═══ Excerpt ═══

This situation is much more alarming than in other developed countries and, while GDP per capita is still higher in the US than most of them, inequality and poverty are substantially more present. A study from Harvard, in 2016, found that the US, along with Spain, had bigger rental affordability problems than similar wealthy countries because of more inequality, limited housing assistance programs and, also, paradoxically, a housing supply with better equipped units, which end up being more expensive. 

Data released in November 2020, by researchers at the University of Chicago and University of Notre Dame, shows the poverty rate in the US was at 11.7%. The Washington Post states that “while overall poverty levels are low by historical standards, the increase in poverty this year has been swift. It is the biggest jump in a single year since the government began tracking poverty 60 years ago.” According to the Covid-19 Poverty Dashboard, this is the first increase in years, as poverty rates have been constantly falling since 2014, when they were at 14.8%. In June 2020, with governmental aid, it reached its historic low of 9.3%, even with businesses closing and jobs being lost, showing the importance of federal aid to the vulnerable population.

As HUD shows, in fiscal year 2019, $53.8 billion were enacted for housing programs, $56.5 billion in 2020 and just $47.9 billion were requested for 2021 by ex-president Donald Trump. For 2022, Biden has requested already $68.7 billion, showing his wiliness to spend more in HUD in the future.

═══ Source information ═══

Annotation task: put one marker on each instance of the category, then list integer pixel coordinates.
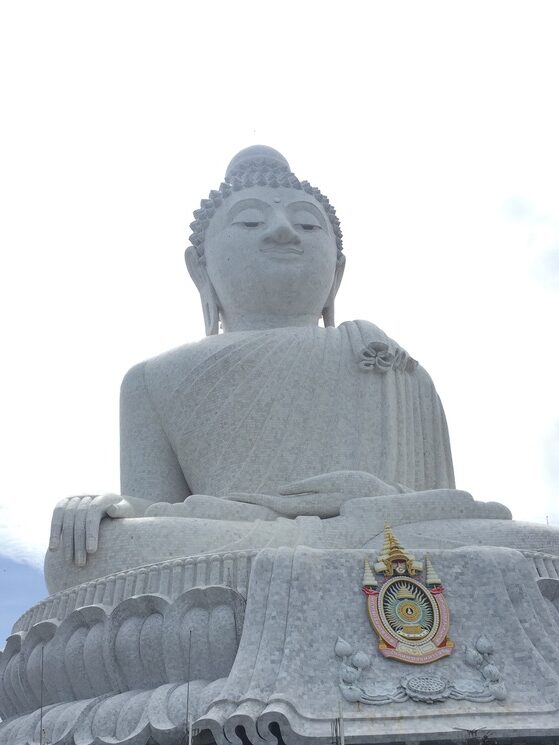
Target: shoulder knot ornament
(406, 605)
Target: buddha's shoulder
(375, 340)
(163, 370)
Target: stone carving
(140, 644)
(378, 356)
(409, 615)
(266, 450)
(423, 688)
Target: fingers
(123, 508)
(266, 500)
(311, 485)
(95, 513)
(79, 531)
(56, 523)
(68, 528)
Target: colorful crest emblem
(406, 604)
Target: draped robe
(252, 411)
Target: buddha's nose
(282, 232)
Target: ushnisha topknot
(258, 165)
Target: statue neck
(256, 322)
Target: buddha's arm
(149, 467)
(150, 473)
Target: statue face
(270, 250)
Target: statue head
(265, 244)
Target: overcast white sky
(433, 127)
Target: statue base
(277, 646)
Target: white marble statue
(232, 586)
(276, 430)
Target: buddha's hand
(75, 522)
(323, 495)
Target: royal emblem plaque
(406, 605)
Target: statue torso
(250, 411)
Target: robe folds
(252, 411)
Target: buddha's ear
(328, 310)
(210, 306)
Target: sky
(432, 127)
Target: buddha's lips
(282, 249)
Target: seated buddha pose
(277, 431)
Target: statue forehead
(274, 197)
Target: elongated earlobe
(328, 310)
(210, 305)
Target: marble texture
(285, 674)
(259, 467)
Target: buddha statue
(277, 431)
(274, 479)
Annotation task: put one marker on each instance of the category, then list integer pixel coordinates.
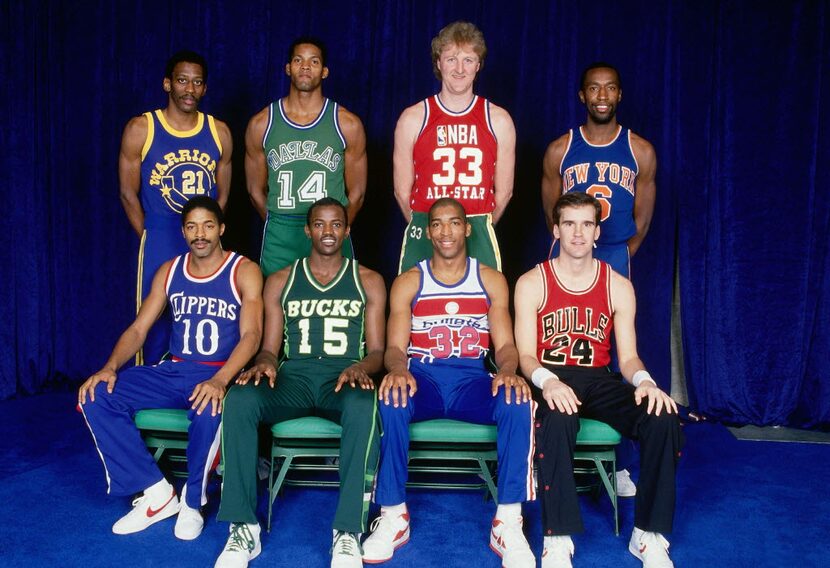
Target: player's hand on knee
(512, 383)
(657, 399)
(257, 372)
(394, 388)
(207, 392)
(560, 396)
(104, 375)
(355, 376)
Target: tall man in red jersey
(566, 309)
(454, 144)
(445, 315)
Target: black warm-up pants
(607, 398)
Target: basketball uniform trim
(151, 133)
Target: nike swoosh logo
(153, 513)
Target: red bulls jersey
(455, 156)
(450, 321)
(574, 327)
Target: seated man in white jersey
(454, 144)
(446, 315)
(325, 313)
(215, 298)
(566, 310)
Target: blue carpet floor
(740, 504)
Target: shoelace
(345, 544)
(241, 539)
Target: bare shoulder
(371, 280)
(412, 117)
(135, 132)
(259, 120)
(493, 280)
(499, 116)
(642, 148)
(556, 149)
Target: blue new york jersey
(607, 172)
(205, 310)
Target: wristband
(540, 376)
(640, 376)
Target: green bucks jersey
(324, 321)
(305, 162)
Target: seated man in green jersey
(327, 313)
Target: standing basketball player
(299, 149)
(167, 157)
(327, 314)
(454, 144)
(607, 161)
(216, 301)
(566, 310)
(445, 315)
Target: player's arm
(133, 337)
(129, 171)
(528, 298)
(265, 364)
(356, 168)
(505, 159)
(360, 373)
(551, 179)
(631, 367)
(646, 190)
(501, 337)
(223, 168)
(393, 388)
(403, 166)
(212, 391)
(256, 170)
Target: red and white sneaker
(389, 533)
(146, 511)
(650, 547)
(507, 539)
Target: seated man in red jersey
(446, 314)
(566, 309)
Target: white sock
(551, 540)
(159, 491)
(394, 511)
(508, 511)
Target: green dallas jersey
(324, 321)
(305, 162)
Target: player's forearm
(507, 358)
(372, 363)
(125, 348)
(134, 211)
(395, 360)
(240, 355)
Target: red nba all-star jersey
(455, 156)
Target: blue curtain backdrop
(732, 95)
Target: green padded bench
(165, 429)
(595, 453)
(436, 446)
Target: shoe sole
(160, 516)
(381, 561)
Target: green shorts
(481, 243)
(284, 241)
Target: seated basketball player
(327, 314)
(566, 310)
(446, 314)
(215, 298)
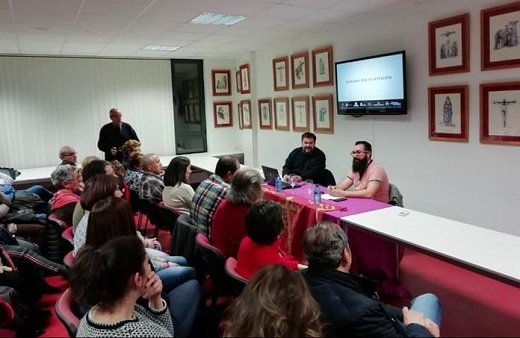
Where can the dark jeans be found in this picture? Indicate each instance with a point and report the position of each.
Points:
(21, 253)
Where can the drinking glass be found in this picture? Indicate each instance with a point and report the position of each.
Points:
(310, 186)
(292, 181)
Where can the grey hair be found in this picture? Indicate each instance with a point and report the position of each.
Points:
(147, 159)
(62, 174)
(323, 244)
(246, 187)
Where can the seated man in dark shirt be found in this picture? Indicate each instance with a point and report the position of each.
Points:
(306, 162)
(349, 305)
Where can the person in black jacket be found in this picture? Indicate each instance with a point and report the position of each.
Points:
(306, 162)
(113, 135)
(349, 304)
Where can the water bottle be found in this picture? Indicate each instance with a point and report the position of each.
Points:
(317, 194)
(278, 183)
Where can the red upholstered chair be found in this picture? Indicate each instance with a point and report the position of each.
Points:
(237, 281)
(66, 310)
(69, 259)
(68, 235)
(213, 264)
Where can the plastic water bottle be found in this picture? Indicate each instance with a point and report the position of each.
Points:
(317, 194)
(278, 183)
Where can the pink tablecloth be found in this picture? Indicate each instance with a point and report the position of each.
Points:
(373, 257)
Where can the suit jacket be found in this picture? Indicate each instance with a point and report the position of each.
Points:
(349, 309)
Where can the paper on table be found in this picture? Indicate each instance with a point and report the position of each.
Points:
(330, 197)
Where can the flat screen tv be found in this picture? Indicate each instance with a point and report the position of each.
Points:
(374, 85)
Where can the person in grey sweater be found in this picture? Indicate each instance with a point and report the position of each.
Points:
(113, 278)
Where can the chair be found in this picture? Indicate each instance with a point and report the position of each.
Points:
(54, 243)
(68, 235)
(213, 263)
(66, 310)
(183, 244)
(69, 259)
(237, 281)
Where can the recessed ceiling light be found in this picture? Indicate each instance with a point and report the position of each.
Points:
(218, 19)
(160, 48)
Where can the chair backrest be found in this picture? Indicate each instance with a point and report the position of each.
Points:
(237, 281)
(213, 262)
(161, 216)
(66, 310)
(68, 235)
(69, 259)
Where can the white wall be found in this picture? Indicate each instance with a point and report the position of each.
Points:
(469, 182)
(46, 103)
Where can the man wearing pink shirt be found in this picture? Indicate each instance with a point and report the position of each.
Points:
(368, 177)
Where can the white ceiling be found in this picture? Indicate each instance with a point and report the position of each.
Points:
(121, 28)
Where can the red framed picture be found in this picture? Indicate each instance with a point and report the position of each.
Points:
(448, 113)
(500, 113)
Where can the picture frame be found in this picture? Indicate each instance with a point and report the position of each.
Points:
(448, 44)
(448, 118)
(323, 114)
(500, 113)
(281, 113)
(245, 79)
(500, 43)
(300, 113)
(247, 122)
(265, 113)
(239, 111)
(281, 73)
(221, 81)
(322, 70)
(239, 81)
(222, 114)
(300, 70)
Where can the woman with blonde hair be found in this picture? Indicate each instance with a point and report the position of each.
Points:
(275, 303)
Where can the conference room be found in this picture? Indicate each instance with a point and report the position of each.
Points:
(253, 87)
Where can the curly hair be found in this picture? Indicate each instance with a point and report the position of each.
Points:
(275, 303)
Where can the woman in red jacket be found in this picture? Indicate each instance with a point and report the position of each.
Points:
(261, 247)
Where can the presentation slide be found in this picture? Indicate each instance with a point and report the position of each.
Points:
(371, 79)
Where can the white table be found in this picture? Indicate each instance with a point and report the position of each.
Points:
(206, 161)
(485, 251)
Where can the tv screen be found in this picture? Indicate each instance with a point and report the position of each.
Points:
(374, 85)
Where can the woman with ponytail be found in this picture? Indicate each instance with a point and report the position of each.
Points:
(113, 278)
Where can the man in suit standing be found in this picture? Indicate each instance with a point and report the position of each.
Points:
(113, 135)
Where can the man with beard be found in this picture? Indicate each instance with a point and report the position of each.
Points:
(306, 162)
(113, 135)
(368, 177)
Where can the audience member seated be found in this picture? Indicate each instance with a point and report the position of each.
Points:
(91, 169)
(68, 155)
(349, 304)
(66, 178)
(275, 303)
(6, 187)
(130, 148)
(228, 226)
(112, 217)
(261, 246)
(119, 172)
(177, 192)
(211, 192)
(113, 278)
(134, 173)
(306, 162)
(97, 188)
(152, 185)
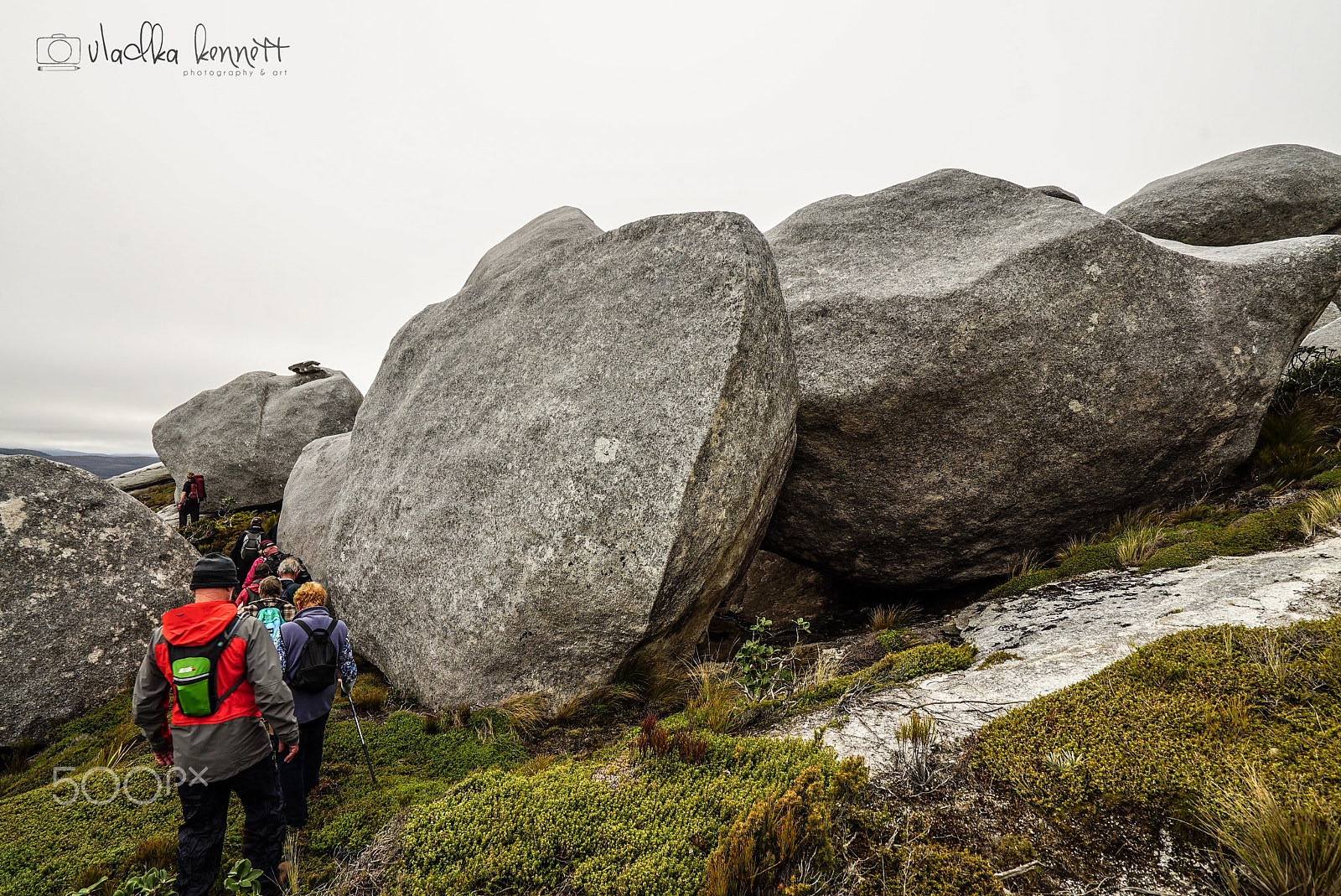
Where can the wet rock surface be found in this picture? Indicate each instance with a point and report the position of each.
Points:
(1064, 634)
(246, 435)
(1264, 194)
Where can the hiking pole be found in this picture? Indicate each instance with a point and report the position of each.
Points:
(355, 712)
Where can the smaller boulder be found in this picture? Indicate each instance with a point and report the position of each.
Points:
(246, 435)
(310, 498)
(86, 574)
(1265, 194)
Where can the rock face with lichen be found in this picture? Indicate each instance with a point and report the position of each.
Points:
(246, 435)
(310, 498)
(85, 574)
(987, 369)
(567, 466)
(1258, 194)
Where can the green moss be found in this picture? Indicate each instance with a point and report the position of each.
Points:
(1328, 479)
(600, 826)
(1157, 731)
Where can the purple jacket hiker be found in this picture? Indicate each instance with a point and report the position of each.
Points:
(308, 704)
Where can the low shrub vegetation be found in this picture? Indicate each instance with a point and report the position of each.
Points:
(1163, 731)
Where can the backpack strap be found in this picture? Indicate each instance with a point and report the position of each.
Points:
(225, 639)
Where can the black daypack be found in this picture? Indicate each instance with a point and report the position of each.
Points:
(317, 664)
(251, 547)
(194, 674)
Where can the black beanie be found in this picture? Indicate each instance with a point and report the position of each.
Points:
(214, 570)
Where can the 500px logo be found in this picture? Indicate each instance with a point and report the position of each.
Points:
(101, 785)
(62, 53)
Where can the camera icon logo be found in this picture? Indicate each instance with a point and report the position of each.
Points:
(58, 53)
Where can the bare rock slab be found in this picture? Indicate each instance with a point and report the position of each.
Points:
(1066, 632)
(246, 435)
(987, 369)
(85, 573)
(567, 467)
(542, 234)
(1264, 194)
(310, 498)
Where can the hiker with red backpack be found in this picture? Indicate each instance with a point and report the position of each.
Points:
(315, 650)
(210, 683)
(192, 493)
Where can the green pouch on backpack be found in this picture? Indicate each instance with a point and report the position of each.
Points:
(191, 679)
(194, 674)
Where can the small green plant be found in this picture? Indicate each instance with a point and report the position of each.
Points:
(889, 616)
(156, 882)
(241, 878)
(1023, 563)
(1136, 545)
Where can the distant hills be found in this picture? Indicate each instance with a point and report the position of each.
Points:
(102, 466)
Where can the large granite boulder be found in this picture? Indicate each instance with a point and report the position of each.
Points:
(246, 435)
(310, 502)
(85, 574)
(986, 369)
(1258, 194)
(542, 234)
(567, 469)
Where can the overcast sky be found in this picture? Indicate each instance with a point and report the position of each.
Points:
(163, 231)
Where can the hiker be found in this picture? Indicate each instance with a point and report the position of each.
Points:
(272, 609)
(216, 730)
(288, 573)
(315, 648)
(247, 547)
(261, 567)
(189, 503)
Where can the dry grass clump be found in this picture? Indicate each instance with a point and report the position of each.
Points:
(1274, 849)
(525, 711)
(1136, 545)
(889, 616)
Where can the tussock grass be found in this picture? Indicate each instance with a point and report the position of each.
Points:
(1137, 545)
(889, 616)
(525, 711)
(1320, 511)
(1274, 848)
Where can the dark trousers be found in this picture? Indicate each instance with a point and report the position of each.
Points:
(297, 778)
(205, 820)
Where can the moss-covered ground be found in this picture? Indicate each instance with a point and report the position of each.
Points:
(1157, 734)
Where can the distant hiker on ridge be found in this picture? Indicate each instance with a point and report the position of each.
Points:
(192, 493)
(216, 730)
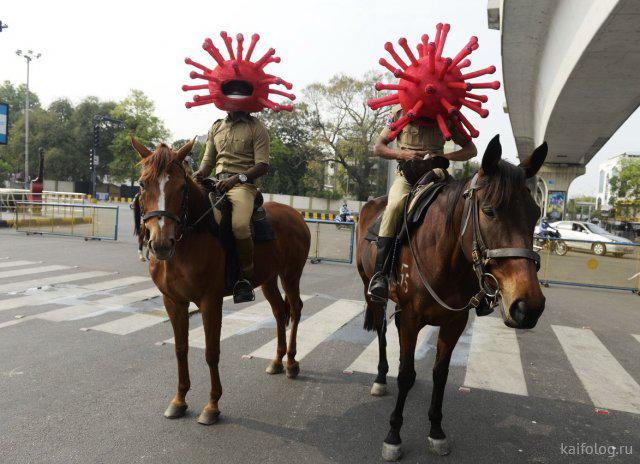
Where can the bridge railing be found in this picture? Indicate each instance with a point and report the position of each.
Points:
(77, 220)
(584, 263)
(331, 241)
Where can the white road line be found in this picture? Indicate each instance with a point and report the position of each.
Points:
(56, 295)
(18, 263)
(608, 384)
(368, 360)
(494, 358)
(58, 279)
(235, 323)
(31, 270)
(316, 328)
(94, 308)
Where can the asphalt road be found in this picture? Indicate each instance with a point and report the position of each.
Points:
(71, 395)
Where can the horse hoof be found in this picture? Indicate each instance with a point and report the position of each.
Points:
(391, 452)
(378, 389)
(208, 416)
(439, 447)
(293, 371)
(275, 368)
(175, 411)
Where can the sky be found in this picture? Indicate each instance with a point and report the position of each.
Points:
(107, 48)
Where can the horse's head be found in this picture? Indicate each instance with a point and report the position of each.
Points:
(507, 215)
(163, 187)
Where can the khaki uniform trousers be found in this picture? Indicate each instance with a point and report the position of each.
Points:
(395, 206)
(242, 197)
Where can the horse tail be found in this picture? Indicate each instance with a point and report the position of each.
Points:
(137, 215)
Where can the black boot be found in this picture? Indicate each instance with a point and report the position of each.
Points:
(379, 284)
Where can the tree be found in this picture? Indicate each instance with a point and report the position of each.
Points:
(137, 113)
(625, 184)
(344, 129)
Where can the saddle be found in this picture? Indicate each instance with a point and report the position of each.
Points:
(220, 225)
(427, 183)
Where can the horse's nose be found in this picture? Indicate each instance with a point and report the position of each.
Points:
(526, 312)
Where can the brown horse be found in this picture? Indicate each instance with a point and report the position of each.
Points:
(188, 265)
(476, 240)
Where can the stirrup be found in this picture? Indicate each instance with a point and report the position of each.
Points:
(243, 292)
(378, 289)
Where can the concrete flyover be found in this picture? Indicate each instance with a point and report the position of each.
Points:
(571, 76)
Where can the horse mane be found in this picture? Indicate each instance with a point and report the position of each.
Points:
(157, 163)
(499, 189)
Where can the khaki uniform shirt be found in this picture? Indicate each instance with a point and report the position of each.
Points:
(420, 137)
(235, 146)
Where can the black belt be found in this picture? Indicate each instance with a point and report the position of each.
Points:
(227, 175)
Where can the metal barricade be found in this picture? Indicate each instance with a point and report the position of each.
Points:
(582, 263)
(331, 241)
(77, 220)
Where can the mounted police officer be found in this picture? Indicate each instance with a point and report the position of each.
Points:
(419, 139)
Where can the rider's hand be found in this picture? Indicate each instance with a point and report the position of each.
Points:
(228, 184)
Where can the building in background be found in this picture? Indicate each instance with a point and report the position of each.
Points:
(607, 170)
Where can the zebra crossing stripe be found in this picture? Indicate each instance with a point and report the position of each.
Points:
(31, 270)
(17, 263)
(97, 307)
(607, 383)
(494, 358)
(59, 279)
(368, 360)
(316, 328)
(49, 297)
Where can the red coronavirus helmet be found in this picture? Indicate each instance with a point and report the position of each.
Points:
(433, 86)
(237, 84)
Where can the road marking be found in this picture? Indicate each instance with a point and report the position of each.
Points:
(97, 307)
(316, 328)
(59, 279)
(494, 358)
(17, 263)
(54, 296)
(31, 270)
(607, 383)
(368, 360)
(236, 322)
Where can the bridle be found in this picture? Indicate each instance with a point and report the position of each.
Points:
(480, 254)
(181, 219)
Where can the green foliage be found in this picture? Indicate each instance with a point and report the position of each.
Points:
(137, 112)
(626, 183)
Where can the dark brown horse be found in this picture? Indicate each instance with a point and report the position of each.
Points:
(188, 265)
(477, 230)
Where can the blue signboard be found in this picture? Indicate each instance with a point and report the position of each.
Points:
(4, 123)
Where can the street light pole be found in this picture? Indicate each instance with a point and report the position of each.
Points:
(28, 56)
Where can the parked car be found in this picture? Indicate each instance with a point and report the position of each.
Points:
(593, 238)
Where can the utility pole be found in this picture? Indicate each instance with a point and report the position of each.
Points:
(94, 159)
(28, 56)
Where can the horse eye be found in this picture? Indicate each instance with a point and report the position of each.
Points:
(488, 211)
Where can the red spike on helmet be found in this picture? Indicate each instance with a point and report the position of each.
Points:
(433, 86)
(237, 84)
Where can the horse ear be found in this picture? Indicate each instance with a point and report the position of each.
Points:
(184, 150)
(141, 149)
(534, 162)
(492, 156)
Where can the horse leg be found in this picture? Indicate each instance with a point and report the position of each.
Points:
(379, 387)
(291, 287)
(179, 316)
(447, 338)
(272, 293)
(211, 310)
(408, 334)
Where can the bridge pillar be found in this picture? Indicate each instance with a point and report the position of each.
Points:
(557, 178)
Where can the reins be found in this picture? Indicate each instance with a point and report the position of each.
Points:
(480, 254)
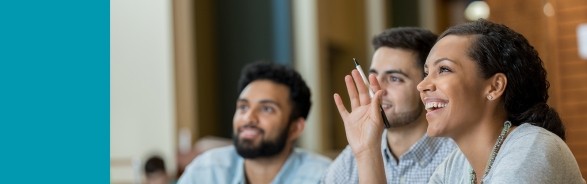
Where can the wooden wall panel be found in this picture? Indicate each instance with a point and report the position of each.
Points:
(573, 74)
(555, 38)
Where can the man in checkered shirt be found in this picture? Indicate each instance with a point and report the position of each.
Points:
(409, 155)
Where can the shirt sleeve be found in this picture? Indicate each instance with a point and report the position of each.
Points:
(343, 169)
(539, 157)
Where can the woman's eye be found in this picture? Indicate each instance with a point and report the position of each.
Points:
(267, 109)
(242, 107)
(444, 69)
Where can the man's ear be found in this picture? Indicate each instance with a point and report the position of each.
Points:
(497, 85)
(296, 128)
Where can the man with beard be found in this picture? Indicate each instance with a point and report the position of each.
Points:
(409, 155)
(270, 115)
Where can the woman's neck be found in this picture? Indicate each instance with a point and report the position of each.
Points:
(477, 144)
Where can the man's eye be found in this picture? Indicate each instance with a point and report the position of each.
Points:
(267, 109)
(394, 79)
(242, 107)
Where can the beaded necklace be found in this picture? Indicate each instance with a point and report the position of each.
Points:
(504, 131)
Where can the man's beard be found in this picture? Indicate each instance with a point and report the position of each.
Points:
(267, 148)
(406, 118)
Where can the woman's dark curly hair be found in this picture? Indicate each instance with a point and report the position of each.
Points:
(499, 49)
(299, 93)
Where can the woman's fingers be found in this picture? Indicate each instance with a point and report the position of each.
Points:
(376, 106)
(352, 90)
(364, 97)
(374, 82)
(340, 106)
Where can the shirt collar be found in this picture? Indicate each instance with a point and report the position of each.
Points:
(421, 152)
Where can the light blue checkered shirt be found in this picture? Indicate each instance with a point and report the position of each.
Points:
(415, 166)
(224, 165)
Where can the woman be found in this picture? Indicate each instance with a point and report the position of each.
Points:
(486, 88)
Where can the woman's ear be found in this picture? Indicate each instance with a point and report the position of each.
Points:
(497, 85)
(296, 128)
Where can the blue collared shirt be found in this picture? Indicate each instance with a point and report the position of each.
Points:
(415, 166)
(224, 165)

═══

§ To do
(a) Answer these questions from the excerpt on US poverty and housing:
(i) Which country, along with the US, had bigger rental affordability problems than similar wealthy countries in the 2016 Harvard study?
(ii) What was the US poverty rate in 2014?
(iii) How much was enacted for housing programs in fiscal year 2019?
(b) Using the excerpt on US poverty and housing, explain why the 2016 Harvard study found bigger rental affordability problems in the US than in similar wealthy countries.
(c) Continue the excerpt on US poverty and housing from the point where it stops.

§ Results by task
(a)
(i) Spain
(ii) 14.8%
(iii) $53.8 billion

(b) The study attributed the problem to greater inequality and limited housing assistance programs. It also pointed, paradoxically, to a housing supply with better-equipped units, which end up being more expensive.

(c)
As Human Rights Watch pointed out, in a Census Bureau survey in January this year, “among households with incomes below $35,000, 47 percent of adults report being behind on housing payments, and 25 percent say they struggle to put food on the table.” Low-income households were the most affected by the pandemic directly and indirectly. While they lost more jobs, couldn´t pay rent and didn´t receive HUD funding; they had to live in communal homes and congregate shelters where transmission is highest. That is, in the words of the National Low Income Housing Coalition, “the pandemic makes clear affordable homes are a prerequisite for individual and public health”. Affordable homes data from the Coalition also shows us inequality in American society. 12% of White renters reported to behind rent in January, while the number was 29% for Latinos and 36% for Black people.    

The pandemic, to conclude, has exposed a problem that has been happening for years. The United States of America is full of contradictions and, even though wealthy, still has a lot of problems to resolve. Affordable houses in the country are clearly underfunded and overlooked, both in republican and democratic administrations. However, the situation, although alarming, seems to be going in the right direction. 

Poverty has indeed grown with the pandemic, but, so far, Fed policies seem to be working and economic recovery is faster than anyone expected. Also, it was in a clear trend of getting better and looks to be heading back that way once the recovery is consolidated. Joe Biden is willing to spend more in federal aid and in the HUD and that is good news for both low-income renters and landlords.